Aim of the exercise>
Give every entry again, unchanged, and leave its images out.

Data supplied>
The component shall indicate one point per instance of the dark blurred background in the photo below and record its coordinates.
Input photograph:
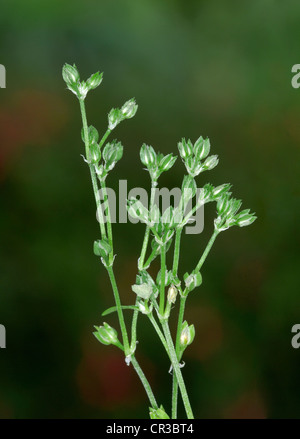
(212, 68)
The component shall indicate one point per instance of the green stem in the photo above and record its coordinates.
(206, 251)
(108, 131)
(119, 309)
(159, 333)
(92, 169)
(108, 222)
(175, 383)
(136, 365)
(176, 251)
(176, 369)
(147, 232)
(145, 382)
(162, 280)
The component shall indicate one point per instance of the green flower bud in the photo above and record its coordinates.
(166, 163)
(245, 220)
(192, 280)
(114, 118)
(172, 294)
(234, 206)
(137, 210)
(223, 204)
(129, 109)
(158, 413)
(185, 149)
(144, 290)
(112, 153)
(94, 153)
(70, 74)
(94, 81)
(188, 188)
(106, 334)
(220, 190)
(201, 148)
(211, 162)
(102, 247)
(187, 335)
(148, 156)
(82, 90)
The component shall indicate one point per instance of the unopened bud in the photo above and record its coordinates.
(185, 148)
(129, 109)
(211, 162)
(148, 156)
(94, 81)
(106, 334)
(187, 335)
(172, 294)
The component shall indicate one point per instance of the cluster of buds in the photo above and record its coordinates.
(80, 88)
(117, 115)
(156, 164)
(192, 156)
(163, 225)
(227, 209)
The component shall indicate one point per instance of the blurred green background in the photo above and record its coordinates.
(212, 68)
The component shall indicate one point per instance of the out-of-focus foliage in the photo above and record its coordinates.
(210, 68)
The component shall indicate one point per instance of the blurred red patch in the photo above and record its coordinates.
(29, 117)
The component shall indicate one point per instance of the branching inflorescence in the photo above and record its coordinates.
(153, 298)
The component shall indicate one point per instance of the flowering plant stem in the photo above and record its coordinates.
(152, 298)
(110, 271)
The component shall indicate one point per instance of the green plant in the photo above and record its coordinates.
(162, 228)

Answer to this problem>
The component shall indicate one point per instance of the dark blurred background in the photo below and record its coordinates.
Input photograph:
(212, 68)
The component shall indicate one point per instance of the green stem in the photo above and record its coordinates.
(206, 251)
(108, 131)
(119, 309)
(159, 333)
(92, 169)
(108, 222)
(175, 383)
(136, 365)
(176, 251)
(176, 369)
(147, 232)
(145, 382)
(162, 280)
The component shall indicate one point per instance of the green flower bud in the photo above and record its coordinates.
(166, 163)
(245, 220)
(192, 280)
(114, 118)
(172, 294)
(234, 206)
(137, 210)
(223, 204)
(129, 109)
(158, 413)
(185, 149)
(144, 290)
(112, 153)
(94, 153)
(70, 74)
(94, 81)
(188, 188)
(106, 334)
(220, 190)
(201, 148)
(211, 162)
(102, 247)
(187, 335)
(148, 156)
(82, 90)
The component shall indicate one point per instance of the unopened bud in the photo above and record its coordinates.
(185, 148)
(129, 109)
(211, 162)
(148, 156)
(94, 81)
(106, 334)
(187, 335)
(172, 294)
The component shall indicate one point per instance of the cluster of buds in the photo above and record its coordinates.
(80, 88)
(117, 115)
(156, 164)
(192, 156)
(163, 225)
(227, 209)
The component shall indicate one point per instance of the blurred green background in the photo above and record its coordinates.
(212, 68)
The component shall indicate one point per instance of the out-of-focus foliage in the photo above and record its coordinates.
(210, 68)
The component shall indicate one point per instance of the blurred red patch in the photo above and record its coordinates.
(29, 117)
The component shall indicate one point per instance of the branching inflorescence in the photo above and record its coordinates.
(153, 298)
The component shall indicate one point per instance of the flowering plant stem in the photo above and record its coordinates.
(152, 298)
(110, 271)
The component shall indicate one point per instance of the green plant in the photo above and record its coordinates.
(162, 228)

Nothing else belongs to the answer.